__WHAT IS NEEDED__
Extract, exactly as written, all lines of the material below from the line that includes "black sneaker in this photo." through its last line.

__RECORDS TO PROCESS__
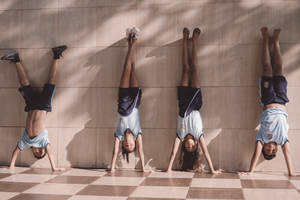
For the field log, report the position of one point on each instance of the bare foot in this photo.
(276, 34)
(264, 32)
(196, 33)
(186, 33)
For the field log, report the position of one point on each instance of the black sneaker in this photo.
(12, 57)
(57, 51)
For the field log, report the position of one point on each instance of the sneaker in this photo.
(12, 57)
(135, 32)
(57, 51)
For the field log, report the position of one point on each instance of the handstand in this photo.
(273, 129)
(37, 105)
(190, 129)
(128, 131)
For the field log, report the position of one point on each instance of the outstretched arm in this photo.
(51, 159)
(141, 151)
(115, 154)
(207, 156)
(173, 154)
(14, 158)
(287, 156)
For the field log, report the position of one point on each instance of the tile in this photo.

__OUTPUT BELOW__
For the field log, report the position of one point on each instance of the black sneaker in this photo.
(12, 57)
(57, 51)
For the field log, report the position of one point on each instance of the sneaker in this photo.
(12, 57)
(135, 32)
(57, 51)
For the field log, report the position of one point on each instance of the handstand in this photo.
(273, 129)
(37, 105)
(190, 129)
(128, 131)
For the field log, report the position of one point on each instance of the outstretched arm in this photo.
(51, 159)
(141, 151)
(115, 154)
(207, 156)
(173, 154)
(14, 158)
(287, 156)
For the field log, report the position of one point on each instance of the tile in this photo.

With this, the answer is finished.